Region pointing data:
⟨

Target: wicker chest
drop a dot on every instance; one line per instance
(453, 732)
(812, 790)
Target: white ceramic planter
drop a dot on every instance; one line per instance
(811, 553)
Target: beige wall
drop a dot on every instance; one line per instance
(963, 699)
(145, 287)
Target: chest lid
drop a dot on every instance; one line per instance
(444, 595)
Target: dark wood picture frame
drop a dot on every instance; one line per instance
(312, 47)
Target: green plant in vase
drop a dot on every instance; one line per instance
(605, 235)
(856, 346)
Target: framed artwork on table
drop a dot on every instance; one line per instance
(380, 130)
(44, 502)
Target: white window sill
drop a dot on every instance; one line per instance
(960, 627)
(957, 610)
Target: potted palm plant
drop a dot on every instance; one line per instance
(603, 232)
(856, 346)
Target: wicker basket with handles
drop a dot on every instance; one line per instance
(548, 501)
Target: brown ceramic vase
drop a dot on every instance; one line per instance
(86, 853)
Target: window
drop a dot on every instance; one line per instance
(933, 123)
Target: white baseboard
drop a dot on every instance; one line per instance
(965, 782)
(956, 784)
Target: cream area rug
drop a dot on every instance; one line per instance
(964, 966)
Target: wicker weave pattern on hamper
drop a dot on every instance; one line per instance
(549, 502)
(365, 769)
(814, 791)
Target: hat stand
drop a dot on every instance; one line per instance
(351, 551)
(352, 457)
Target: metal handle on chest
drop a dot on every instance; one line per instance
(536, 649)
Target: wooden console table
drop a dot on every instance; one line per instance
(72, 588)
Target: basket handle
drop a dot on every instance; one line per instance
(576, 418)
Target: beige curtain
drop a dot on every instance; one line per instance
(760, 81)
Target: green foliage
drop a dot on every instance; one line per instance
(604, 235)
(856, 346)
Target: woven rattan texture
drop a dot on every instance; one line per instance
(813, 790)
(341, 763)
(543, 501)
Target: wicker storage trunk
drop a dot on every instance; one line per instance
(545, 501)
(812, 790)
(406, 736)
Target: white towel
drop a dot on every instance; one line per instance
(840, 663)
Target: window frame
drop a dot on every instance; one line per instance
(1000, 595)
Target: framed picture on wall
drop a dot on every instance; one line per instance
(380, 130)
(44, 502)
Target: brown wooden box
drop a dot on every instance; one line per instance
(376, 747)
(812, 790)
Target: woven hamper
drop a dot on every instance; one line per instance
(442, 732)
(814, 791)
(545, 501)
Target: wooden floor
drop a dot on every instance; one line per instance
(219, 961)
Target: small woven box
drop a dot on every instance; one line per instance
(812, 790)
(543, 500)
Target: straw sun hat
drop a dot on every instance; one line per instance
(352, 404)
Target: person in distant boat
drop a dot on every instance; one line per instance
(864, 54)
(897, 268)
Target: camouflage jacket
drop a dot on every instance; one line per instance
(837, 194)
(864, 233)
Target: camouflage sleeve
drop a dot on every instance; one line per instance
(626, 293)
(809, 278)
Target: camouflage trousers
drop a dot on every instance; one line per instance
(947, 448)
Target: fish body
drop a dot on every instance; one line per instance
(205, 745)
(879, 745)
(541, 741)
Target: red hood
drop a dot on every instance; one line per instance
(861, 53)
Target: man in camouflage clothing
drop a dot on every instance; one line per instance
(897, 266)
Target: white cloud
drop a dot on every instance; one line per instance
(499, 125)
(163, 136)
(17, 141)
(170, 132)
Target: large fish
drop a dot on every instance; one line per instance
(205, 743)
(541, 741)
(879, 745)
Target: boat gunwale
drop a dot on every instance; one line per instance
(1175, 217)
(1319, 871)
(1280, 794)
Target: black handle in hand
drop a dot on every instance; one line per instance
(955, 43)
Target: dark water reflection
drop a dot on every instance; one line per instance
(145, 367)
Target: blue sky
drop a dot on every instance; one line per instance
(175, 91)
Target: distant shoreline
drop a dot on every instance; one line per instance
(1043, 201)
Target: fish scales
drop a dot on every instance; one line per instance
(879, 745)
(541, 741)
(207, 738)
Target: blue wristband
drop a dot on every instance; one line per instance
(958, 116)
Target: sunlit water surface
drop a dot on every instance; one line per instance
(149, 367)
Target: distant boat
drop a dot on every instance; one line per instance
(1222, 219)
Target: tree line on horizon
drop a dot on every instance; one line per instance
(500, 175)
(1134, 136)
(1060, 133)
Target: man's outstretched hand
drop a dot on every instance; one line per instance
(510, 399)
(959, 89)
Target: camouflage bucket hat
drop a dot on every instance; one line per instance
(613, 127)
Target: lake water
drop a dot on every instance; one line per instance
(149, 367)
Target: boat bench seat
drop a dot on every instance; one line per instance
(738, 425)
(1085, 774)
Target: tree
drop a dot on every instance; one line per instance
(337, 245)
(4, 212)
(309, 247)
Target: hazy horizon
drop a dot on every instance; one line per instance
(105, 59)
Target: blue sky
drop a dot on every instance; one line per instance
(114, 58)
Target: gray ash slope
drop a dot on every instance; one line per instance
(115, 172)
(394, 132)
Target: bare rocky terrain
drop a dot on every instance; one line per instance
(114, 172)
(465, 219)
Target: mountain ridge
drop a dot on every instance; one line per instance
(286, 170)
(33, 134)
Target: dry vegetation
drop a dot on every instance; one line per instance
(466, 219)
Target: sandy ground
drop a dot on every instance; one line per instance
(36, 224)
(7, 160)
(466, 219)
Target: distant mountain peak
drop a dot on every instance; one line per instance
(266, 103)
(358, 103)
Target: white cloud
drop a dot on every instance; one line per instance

⟩

*PROBLEM*
Nothing in the records may be left out; copy them all exactly.

*WRITTEN SOLUTION*
Target: wicker chest
drop a dot on every instance; one line per instance
(453, 732)
(812, 790)
Target: white ceramic planter
drop a dot on every instance; one line per instance
(811, 553)
Target: beige wall
drop a dot on every instance; one line per instance
(963, 699)
(145, 287)
Target: chest lid
drop a dot on every instance; one line per instance
(444, 595)
Target: dark wood picture frame
drop a dot on every instance; one line per instance
(312, 47)
Target: green plant in vase
drop a dot on every instance; one line per instance
(605, 235)
(856, 346)
Target: framed artwork on table
drop a dot on every instance; one line per instance
(380, 130)
(44, 502)
Target: white window sill
drop a dot on every instance; one line per instance
(960, 627)
(957, 610)
Target: potted palm plant
drop a dot on every instance; one line per instance
(603, 232)
(856, 346)
Target: wicker basket with handles
drop a dot on every instance; one line per instance
(548, 501)
Target: brown ceramic vase
drop a dot on every instance; one line per instance
(86, 853)
Target: window
drop a dot on every instance; one line per instance
(933, 123)
Target: white baseboard
drop a dot on every instance; one line per instance
(965, 782)
(956, 784)
Target: cream area rug
drop a dot on every instance; one line per instance
(964, 966)
Target: wicker weave pattern on hamper
drop a dot on every instance; one line per instance
(549, 502)
(365, 769)
(814, 791)
Target: hat stand
drop a dot on every instance; one line per instance
(351, 551)
(352, 457)
Target: metal handle on chest
drop a dot on every instance; one line per instance
(536, 649)
Target: wooden console table
drop a dot on every instance; one line per instance
(72, 588)
Target: basket handle
drop a dot on every instance; one line per instance
(576, 418)
Target: beige curtain
drop a dot on every instance; one line per instance
(760, 81)
Target: green foliage
drop a dot on every instance; one line per instance
(604, 235)
(856, 346)
Target: woven rattan texture
drop a dot on every instance; one line per instance
(813, 790)
(341, 763)
(543, 501)
Target: wicker storage trunk
drop a dot on every instance; one line per instance
(545, 501)
(812, 790)
(406, 736)
Target: white towel
drop a dot on every instance; one line per instance
(840, 663)
Target: window frame
drop a dot on every instance; one line per instance
(1000, 595)
Target: framed picture on wall
drop a dot on every instance; one line per instance
(380, 130)
(44, 502)
Target: brown wooden box
drop a dot on every instance; one line per instance
(376, 747)
(812, 790)
Target: woven hamper
drop a dot on every instance; one line per instance
(442, 732)
(814, 791)
(545, 501)
Target: wooden floor
drop a dot on every instance; one line per instance
(219, 961)
Target: small woven box
drop a dot on every instance; one line per instance
(812, 790)
(543, 500)
Target: straw sun hat
drop a dot on every instance; one line per instance
(352, 404)
Target: person in distant boat
drop a dot on every instance; one line per instance
(864, 54)
(897, 268)
Target: camouflage jacket
drop a dot on every instance; one line per instance
(837, 194)
(864, 233)
Target: camouflage sleeve
drop a dot on every instance; one line per instance
(626, 293)
(809, 278)
Target: camouflage trousers
drop a dot on every instance; one line per instance
(947, 448)
Target: fish body
drop a dot on every instance; one line per instance
(205, 745)
(879, 745)
(541, 741)
Target: red hood
drop a dot on every instance; one line per instance
(861, 53)
Target: man in camouflage clothing
drop a dot on every instance; one line per instance
(897, 266)
Target: white cloud
drop a dot on every instance; one line per instance
(499, 125)
(163, 136)
(17, 141)
(170, 132)
Target: large fish
drop a dot on every instance; one line per instance
(205, 743)
(541, 741)
(879, 745)
Target: boat gunwale
drop a dot on every instance; one line per instance
(1175, 217)
(1319, 871)
(1280, 794)
Target: black handle in hand
drop a dot on every instance; one line per instance
(955, 43)
Target: dark water reflection
drop a dot on every instance; one line per instance
(145, 367)
Target: blue sky
drop a dot on every instance; one line per instance
(175, 91)
Target: distant shoreline
drop a dot on every instance; one line per instance
(1043, 201)
Target: fish scales
drop a dot on every instance; one line per instance
(879, 745)
(541, 741)
(207, 738)
Target: blue wristband
drop a dot on every instance; one line per instance
(958, 116)
Target: sunlit water surface
drop a dot on every instance; one line per instance
(149, 367)
Target: distant boat
drop a dot on every instance; one line per instance
(1222, 219)
Target: tree line on horizon
drop a dot on every instance; one line per instance
(500, 175)
(1134, 136)
(1060, 133)
Target: man's outstretched hand
drop a dot on every instance; one line per instance
(510, 399)
(959, 89)
Target: camouflage bucket hat
drop a dot on every instance; one line per instance
(613, 127)
Target: lake water
drop a dot on every instance; one line per instance
(149, 367)
Target: boat bench seat
drop a dot on every instance; one line per instance
(738, 425)
(1085, 774)
Target: tree
drop a dot on every instance; one line per instance
(337, 245)
(4, 212)
(309, 247)
Target: hazy horizon
drop a dot on every instance; one line per instance
(105, 59)
Target: blue sky
drop a dot on every instance; one line per instance
(114, 58)
Target: gray ash slope
drop a dot on every instance; one line per instance
(115, 172)
(394, 132)
Target: bare rocky terrain
drop a dot on every instance; one line per instance
(114, 172)
(465, 219)
Target: mountain ridge
drop a dot on every instance; one line per instance
(286, 170)
(33, 134)
Target: dry vegetation
drop a dot on every instance; one line per instance
(466, 219)
Target: sandy ground
drop a dot on every instance; one line per instance
(36, 224)
(7, 160)
(466, 219)
Target: distant mountain peak
drop a dot on every instance; one line per instance
(266, 103)
(358, 103)
Target: white cloud
drop a dot on every instance; one line per instance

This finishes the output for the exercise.